*What is needed*.
In the report on Japan's win over Fiji, who replaced Pieter Labuschagne after he left the match?

*Supplied text*.
───

The tone for Japan’s win over Fiji on Saturday was set as early as the third minute when match captain Pieter “Lappies” Labuschagne overruled the wishes of Yu Tamura and told his flyhalf to take the points on offer rather than kick for the corner.

The South African-born flanker’s conservative approach paid instant dividends at Kamaishi Recovery Memorial Stadium as the Brave Blossoms took an early lead that they never relinquished.

“Japan started very well and were very clinical in their execution,” said Fiji coach John McKee.

With the early lead and nerves settled, the Brave Blossoms then stuck to their game plan — holding onto the ball rather than kicking it — and they were rewarded with four first-half tries.

“They had our defense under pressure and that resulted in points for them. We tried to find a solution, but it was difficult for us,” said McKee.

Labuschagne impressed both as a leader and player until he was forced off in the 33rd minute with a knee injury. But such is the depth of this Japan team that his replacement was long-term captain Michael Leitch.

───

*Records*.
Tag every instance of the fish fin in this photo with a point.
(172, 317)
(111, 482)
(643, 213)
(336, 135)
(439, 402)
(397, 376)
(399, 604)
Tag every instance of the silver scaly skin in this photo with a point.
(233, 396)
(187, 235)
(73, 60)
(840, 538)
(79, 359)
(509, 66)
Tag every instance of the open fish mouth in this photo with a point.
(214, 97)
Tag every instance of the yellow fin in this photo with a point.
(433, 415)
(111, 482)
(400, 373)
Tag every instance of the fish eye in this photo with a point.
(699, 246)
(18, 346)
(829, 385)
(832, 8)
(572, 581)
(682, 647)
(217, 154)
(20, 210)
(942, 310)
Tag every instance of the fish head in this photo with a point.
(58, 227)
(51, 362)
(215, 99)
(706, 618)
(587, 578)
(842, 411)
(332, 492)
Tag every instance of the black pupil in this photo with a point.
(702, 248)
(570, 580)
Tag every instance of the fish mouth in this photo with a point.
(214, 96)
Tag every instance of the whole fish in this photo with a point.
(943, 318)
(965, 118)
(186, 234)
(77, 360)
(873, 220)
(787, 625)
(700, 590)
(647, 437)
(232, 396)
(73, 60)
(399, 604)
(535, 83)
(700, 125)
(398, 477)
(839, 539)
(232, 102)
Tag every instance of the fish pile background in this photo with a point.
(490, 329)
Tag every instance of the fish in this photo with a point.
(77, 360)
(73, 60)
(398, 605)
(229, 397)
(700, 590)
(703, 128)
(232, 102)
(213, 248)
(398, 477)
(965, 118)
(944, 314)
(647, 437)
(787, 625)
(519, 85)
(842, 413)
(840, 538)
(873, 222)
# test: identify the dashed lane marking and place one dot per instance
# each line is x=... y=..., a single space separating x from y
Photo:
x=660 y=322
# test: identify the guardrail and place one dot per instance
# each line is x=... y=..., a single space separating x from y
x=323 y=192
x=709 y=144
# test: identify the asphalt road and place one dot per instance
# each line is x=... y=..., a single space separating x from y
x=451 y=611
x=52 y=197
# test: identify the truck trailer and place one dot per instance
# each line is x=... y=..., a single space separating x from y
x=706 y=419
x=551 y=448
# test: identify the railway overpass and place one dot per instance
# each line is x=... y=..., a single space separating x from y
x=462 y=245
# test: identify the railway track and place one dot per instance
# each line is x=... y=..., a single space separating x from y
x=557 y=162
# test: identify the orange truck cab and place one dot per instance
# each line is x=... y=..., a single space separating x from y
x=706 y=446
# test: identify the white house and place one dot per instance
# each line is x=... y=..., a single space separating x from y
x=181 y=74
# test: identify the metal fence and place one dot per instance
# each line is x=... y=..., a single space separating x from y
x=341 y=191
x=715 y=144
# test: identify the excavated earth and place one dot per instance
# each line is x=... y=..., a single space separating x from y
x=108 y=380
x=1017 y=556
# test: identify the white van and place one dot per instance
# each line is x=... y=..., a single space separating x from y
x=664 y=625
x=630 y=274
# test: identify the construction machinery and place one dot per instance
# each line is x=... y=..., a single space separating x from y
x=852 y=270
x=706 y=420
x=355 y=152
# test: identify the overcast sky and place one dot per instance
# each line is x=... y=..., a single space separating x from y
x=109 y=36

───

*Exercise answer*.
Michael Leitch